DATA SHOWN
=== Section Start ===
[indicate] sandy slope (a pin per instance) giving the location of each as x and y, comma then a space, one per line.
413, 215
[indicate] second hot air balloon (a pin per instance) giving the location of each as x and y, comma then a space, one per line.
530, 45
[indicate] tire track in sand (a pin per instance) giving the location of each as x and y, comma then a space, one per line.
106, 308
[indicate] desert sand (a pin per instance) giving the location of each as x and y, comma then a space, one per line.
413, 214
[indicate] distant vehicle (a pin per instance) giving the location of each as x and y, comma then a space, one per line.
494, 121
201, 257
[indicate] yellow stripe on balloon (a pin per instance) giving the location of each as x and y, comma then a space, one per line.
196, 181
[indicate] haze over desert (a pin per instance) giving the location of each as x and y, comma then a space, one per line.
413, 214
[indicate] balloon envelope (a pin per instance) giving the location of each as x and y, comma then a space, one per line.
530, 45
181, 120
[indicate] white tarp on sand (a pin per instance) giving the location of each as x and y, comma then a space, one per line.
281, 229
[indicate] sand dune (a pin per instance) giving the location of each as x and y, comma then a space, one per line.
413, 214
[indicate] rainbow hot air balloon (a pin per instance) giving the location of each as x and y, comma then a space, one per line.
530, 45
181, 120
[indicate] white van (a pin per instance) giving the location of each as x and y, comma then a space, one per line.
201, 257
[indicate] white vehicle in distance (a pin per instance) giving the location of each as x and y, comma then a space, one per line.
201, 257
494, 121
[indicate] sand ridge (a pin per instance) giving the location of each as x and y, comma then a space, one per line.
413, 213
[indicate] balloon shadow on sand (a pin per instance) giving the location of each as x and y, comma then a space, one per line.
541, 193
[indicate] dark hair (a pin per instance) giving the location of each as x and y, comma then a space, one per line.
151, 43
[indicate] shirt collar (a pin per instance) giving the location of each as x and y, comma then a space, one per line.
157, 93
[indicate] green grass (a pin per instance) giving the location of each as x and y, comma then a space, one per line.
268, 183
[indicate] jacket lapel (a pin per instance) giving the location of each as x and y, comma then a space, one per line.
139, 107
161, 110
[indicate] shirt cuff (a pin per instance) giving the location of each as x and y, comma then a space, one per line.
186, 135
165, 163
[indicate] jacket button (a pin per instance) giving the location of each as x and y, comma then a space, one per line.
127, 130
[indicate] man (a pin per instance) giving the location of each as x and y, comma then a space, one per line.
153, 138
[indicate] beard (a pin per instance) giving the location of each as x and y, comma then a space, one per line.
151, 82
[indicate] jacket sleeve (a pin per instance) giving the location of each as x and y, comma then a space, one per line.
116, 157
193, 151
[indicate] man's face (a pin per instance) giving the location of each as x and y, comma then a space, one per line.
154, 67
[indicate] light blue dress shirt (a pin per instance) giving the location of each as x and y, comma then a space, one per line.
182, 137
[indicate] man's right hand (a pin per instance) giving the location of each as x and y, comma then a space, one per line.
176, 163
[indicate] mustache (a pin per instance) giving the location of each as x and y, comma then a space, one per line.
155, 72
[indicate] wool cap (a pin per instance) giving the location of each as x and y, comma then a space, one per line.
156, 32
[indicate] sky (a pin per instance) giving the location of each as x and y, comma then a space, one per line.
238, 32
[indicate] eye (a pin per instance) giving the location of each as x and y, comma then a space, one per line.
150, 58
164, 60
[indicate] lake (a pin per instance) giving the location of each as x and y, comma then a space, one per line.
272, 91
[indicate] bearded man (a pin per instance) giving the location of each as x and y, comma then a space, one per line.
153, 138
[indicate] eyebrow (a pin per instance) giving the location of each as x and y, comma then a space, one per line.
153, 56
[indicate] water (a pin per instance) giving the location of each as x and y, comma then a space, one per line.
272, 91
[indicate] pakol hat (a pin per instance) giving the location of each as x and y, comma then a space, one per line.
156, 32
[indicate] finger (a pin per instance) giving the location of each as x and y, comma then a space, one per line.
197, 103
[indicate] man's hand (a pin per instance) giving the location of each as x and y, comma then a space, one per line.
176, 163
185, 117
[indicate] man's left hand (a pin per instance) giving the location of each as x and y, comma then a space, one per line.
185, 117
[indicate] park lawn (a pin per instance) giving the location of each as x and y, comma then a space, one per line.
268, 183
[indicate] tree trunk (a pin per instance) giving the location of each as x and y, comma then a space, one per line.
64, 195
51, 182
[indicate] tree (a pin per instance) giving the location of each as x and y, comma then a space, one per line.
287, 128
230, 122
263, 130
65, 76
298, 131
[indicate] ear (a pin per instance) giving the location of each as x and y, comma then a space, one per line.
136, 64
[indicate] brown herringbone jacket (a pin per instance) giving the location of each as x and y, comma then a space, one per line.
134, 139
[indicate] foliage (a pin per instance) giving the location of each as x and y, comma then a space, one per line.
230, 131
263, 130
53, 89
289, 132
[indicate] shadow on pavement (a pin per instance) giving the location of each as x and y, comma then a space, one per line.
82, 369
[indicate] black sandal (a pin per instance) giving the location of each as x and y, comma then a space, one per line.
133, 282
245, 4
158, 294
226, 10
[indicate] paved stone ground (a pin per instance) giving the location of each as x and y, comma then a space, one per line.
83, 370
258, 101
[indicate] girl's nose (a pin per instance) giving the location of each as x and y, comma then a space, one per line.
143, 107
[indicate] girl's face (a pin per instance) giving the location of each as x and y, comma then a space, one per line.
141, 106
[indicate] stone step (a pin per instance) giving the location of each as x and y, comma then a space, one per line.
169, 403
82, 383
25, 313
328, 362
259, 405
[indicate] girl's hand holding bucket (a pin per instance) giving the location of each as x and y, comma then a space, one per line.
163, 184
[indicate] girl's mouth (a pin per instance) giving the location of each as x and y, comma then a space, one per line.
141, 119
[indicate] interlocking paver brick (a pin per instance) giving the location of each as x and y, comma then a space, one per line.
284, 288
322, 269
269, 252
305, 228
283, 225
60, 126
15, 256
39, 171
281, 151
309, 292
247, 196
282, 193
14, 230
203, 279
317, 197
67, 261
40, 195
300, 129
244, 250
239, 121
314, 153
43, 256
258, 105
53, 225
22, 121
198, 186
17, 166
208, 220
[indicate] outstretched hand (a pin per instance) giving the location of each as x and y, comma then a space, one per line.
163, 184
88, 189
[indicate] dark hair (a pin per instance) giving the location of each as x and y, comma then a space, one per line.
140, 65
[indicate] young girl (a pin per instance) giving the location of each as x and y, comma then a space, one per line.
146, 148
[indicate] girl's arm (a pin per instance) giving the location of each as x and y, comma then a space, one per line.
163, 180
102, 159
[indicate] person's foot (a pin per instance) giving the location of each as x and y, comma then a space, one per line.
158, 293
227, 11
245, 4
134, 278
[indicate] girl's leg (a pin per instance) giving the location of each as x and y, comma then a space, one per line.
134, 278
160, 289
=== Section End ===
Copy out the records above without altering anything.

RESULT OF THE EXERCISE
[indicate] sandy slope (a pin per instance) giving the location of each as x and y, comma then a space, one per line.
413, 215
[indicate] second hot air balloon (a pin per instance) giving the location of each as x and y, comma then a space, one per line.
530, 45
[indicate] tire track in sand (a pin per instance) giving the location of each as x and y, comma then a space, one per line.
106, 308
[indicate] desert sand (a pin per instance) giving the location of each as x and y, comma then a space, one per line.
413, 214
[indicate] distant vehicle (a pin per instance) giving the location of each as x and y, comma then a space, one per line.
494, 121
201, 257
[indicate] yellow stripe on balloon (a pin per instance) giving the location of each as x and y, comma then a space, one per line.
196, 181
[indicate] haze over desert (a pin per instance) giving the location of each as x and y, comma then a space, one per line.
413, 214
[indicate] balloon envelope (a pin per instance) giving the location of each as x and y, comma then a space, one per line.
530, 45
181, 120
[indicate] white tarp on sand (a pin per instance) giving the location of each as x and y, comma then a space, one per line.
281, 229
[indicate] sand dune (a pin per instance) giving the location of each as x and y, comma then a space, one per line.
413, 214
[indicate] rainbow hot air balloon (a pin per instance) giving the location of each as x and y, comma then a space, one per line.
530, 45
181, 120
[indicate] white van (a pin per instance) giving the location of each as x and y, comma then a space, one per line.
201, 257
[indicate] white vehicle in distance (a pin per instance) giving the location of each as x and y, comma then a space, one per line.
201, 257
494, 121
[indicate] sand ridge (a pin per instance) giving the location of each as x and y, comma then a space, one per line.
413, 213
[indicate] balloon shadow on sand (a pin per instance) giving the location of each as x and y, comma then a space, one per line.
541, 193
[indicate] dark hair (a pin per instance) giving the location of each as x and y, comma then a space, one per line.
151, 43
[indicate] shirt collar (a pin per instance) giving the location of each as x and y, comma then a space, one per line.
157, 93
[indicate] green grass (a pin per instance) giving the location of each as x and y, comma then a space, one per line.
268, 183
[indicate] jacket lapel (a pin per instance) giving the location of each as x and y, comma then a space, one per line.
139, 107
161, 110
[indicate] shirt cuff (a pin per instance) giving the location of each as x and y, comma then a space, one per line.
186, 135
165, 163
[indicate] jacket button (a pin per instance) giving the location of each as x and y, comma then a space, one per line.
127, 130
[indicate] man (a pin per instance) giving the location of each as x and y, comma then a space, one per line.
153, 138
[indicate] beard (a pin per instance) giving the location of each as x and y, comma then a space, one per line.
151, 82
[indicate] jacket sleeve (a pin per instance) giving the location of each as x and y, comma then a space, one per line.
116, 157
193, 151
[indicate] man's face (a pin per instance) giving the location of each as x and y, comma then a space, one per line.
154, 67
[indicate] light blue dress shirt (a pin per instance) giving the location of each as x and y, comma then a space, one per line.
182, 137
[indicate] man's right hand (a pin per instance) giving the location of each as x and y, comma then a space, one per line.
176, 163
[indicate] mustache (a pin per instance) giving the location of each as x and y, comma then a space, one per line.
155, 72
[indicate] wool cap (a pin per instance) giving the location of each as x and y, comma then a space, one per line.
156, 32
[indicate] sky (a pin per instance) giving the location of each as x and y, comma then a space, one per line.
238, 32
[indicate] eye (a pin per instance) giving the location of each as x and y, comma then a space, one per line.
150, 58
164, 60
[indicate] lake (a pin per instance) giving the location of each as x and y, comma then a space, one per line.
272, 91
[indicate] bearded man (a pin per instance) giving the location of each as x and y, comma then a space, one per line.
153, 138
[indicate] eyebrow (a pin per instance) giving the location of each as x and y, comma then a space, one per line.
153, 56
[indicate] water (a pin per instance) giving the location of each as x and y, comma then a space, one per line.
272, 91
[indicate] pakol hat (a pin per instance) giving the location of each as x and y, comma then a space, one per line.
156, 32
[indicate] finger (a pin per instance) giving the location of each as x and y, comma then a space, one per line.
197, 103
[indicate] man's hand (a pin per instance) giving the location of each as x and y, comma then a space, one per line.
176, 163
185, 117
[indicate] man's left hand (a pin per instance) giving the location of each as x and y, comma then a space, one per line.
185, 117
[indicate] park lawn (a pin per instance) giving the location of each as x and y, comma then a space, one per line.
268, 183
[indicate] tree trunk (a pin per instance) giving the location of each as x and y, comma then a space, one per line.
64, 195
51, 182
[indicate] tree (a pin per instance) giving the location of each as x and y, comma then a space, one per line.
287, 128
230, 122
263, 130
65, 76
298, 131
[indicate] ear (a pin per instance) giving the location of each as x and y, comma then a space, one per line.
136, 64
[indicate] brown herringbone jacket (a pin per instance) giving the location of each as x and y, comma then a space, one per line.
134, 139
[indicate] foliage (a pin per instance) giving the location of each as x and y, comma then a space, one per line.
230, 131
263, 130
53, 89
289, 132
[indicate] shadow on pavement (a pin per instance) giving the location of each as x and y, comma then a space, one per line.
82, 369
[indicate] black sandal (a pin per instance) giving the location of each as x and y, comma then a space, one per line.
133, 282
245, 4
158, 294
226, 10
[indicate] paved stone ground (a pin per instance) giving the location of each as x and y, comma then a space, one per line.
83, 370
258, 101
[indicate] girl's nose (a pin per instance) giving the location of each as x and y, comma then a space, one per line.
143, 107
[indicate] girl's face (a pin per instance) giving the location of each as x and y, comma then a space, one per line.
141, 106
[indicate] stone step (a pin per instance) giving the location of each as x and y, comma then a space, one per line.
169, 403
82, 383
25, 313
328, 362
259, 405
[indicate] girl's hand holding bucket (a pin per instance) giving the location of each as x and y, comma then a space, one per line.
163, 184
[indicate] girl's mouth (a pin per instance) giving the location of each as x and y, comma then a space, one per line.
141, 119
[indicate] interlocking paver brick (a pin per instance) giving the location of each as x and y, comma then a space, one per line.
284, 288
322, 269
269, 252
305, 228
283, 225
60, 126
15, 256
39, 171
281, 151
309, 292
247, 196
282, 193
14, 230
203, 279
317, 197
67, 261
40, 195
300, 129
244, 250
239, 121
314, 153
43, 256
258, 105
53, 225
22, 121
198, 186
17, 166
208, 220
[indicate] outstretched hand (a pin per instance) giving the location of each as x and y, comma then a space, one per line.
163, 184
88, 189
[indicate] dark hair (a pin per instance) giving the location of each as x and y, comma then a space, one per line.
140, 65
[indicate] young girl (a pin per instance) giving the location of each as x and y, comma then a space, one per line.
146, 148
[indicate] girl's arm (a pin per instance) giving the location of each as x and y, comma then a space, one per line.
163, 180
102, 159
[indicate] person's foot (a pin per instance) giving the location of each as x and y, comma then a space, one per line.
158, 293
227, 11
245, 4
134, 278
[indicate] girl's leg (a pin per instance) giving the location of each as x and y, comma then a space, one per line.
134, 278
160, 289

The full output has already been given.